# RECORDS FOR PROCESSING

------------------------------

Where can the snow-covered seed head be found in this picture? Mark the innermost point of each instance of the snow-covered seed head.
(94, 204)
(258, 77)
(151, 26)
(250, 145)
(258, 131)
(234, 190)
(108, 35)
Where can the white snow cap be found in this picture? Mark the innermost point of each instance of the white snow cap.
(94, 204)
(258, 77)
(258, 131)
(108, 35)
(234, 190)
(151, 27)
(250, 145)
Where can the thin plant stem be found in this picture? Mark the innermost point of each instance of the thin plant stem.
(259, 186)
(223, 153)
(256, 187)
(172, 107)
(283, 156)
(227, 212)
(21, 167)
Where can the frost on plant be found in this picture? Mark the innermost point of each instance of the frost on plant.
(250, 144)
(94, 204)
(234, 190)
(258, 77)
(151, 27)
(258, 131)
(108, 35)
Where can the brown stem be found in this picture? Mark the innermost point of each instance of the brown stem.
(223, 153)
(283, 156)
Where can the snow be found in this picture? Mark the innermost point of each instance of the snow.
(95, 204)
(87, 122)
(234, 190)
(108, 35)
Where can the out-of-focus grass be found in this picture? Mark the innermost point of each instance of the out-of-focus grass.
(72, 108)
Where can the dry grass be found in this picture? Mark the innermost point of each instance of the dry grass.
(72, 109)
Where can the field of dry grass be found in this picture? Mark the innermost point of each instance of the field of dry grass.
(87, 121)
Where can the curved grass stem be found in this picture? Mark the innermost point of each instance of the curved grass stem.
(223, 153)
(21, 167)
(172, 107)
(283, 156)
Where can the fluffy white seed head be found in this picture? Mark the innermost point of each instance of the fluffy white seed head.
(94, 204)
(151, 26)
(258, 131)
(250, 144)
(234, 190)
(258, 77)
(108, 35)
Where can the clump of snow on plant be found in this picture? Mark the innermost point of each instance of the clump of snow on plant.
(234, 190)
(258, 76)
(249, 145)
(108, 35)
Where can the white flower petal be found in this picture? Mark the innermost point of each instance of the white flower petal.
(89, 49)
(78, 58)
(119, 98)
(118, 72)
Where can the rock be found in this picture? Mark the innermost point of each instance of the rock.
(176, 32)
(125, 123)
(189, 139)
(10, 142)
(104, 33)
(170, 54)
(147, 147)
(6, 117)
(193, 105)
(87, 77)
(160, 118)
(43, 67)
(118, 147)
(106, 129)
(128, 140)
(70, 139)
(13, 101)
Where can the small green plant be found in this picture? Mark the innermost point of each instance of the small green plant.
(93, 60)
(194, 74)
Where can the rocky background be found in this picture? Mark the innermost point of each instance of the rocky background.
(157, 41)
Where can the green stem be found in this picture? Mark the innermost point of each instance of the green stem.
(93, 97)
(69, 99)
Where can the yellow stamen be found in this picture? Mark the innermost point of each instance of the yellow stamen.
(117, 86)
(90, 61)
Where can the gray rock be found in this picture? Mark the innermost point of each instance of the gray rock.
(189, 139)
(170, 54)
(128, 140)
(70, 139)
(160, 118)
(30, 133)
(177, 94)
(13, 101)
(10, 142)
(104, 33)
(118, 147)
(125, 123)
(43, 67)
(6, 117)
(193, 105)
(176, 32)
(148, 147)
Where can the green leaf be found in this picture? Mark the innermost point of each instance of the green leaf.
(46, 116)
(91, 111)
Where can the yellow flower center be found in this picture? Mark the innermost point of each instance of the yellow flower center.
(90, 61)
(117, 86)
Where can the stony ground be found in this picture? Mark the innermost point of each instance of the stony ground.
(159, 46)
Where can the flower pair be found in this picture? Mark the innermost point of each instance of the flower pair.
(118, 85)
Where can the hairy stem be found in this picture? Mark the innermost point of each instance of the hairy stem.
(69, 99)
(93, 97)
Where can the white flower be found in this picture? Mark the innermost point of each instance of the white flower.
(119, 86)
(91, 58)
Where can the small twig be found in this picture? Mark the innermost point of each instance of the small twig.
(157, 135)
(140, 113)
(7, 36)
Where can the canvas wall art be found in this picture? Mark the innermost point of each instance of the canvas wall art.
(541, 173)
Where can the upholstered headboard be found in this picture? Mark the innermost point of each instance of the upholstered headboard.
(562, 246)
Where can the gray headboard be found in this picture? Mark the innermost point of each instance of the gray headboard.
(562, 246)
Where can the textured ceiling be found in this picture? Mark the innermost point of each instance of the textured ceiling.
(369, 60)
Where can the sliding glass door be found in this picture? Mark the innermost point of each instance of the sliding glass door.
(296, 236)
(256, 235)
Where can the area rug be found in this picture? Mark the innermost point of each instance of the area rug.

------------------------------

# EXERCISE BRIEF
The lines to output run from the one containing "Where can the sliding" through the last line of the records above; repeat them exactly and nothing more.

# ANSWER BELOW
Where can the sliding glass door be found in this picture? Mark the innermost point of each instance of the sliding glass door.
(296, 236)
(256, 235)
Where can the area rug be found in this picture? Mark the innermost point of each instance of the area rug.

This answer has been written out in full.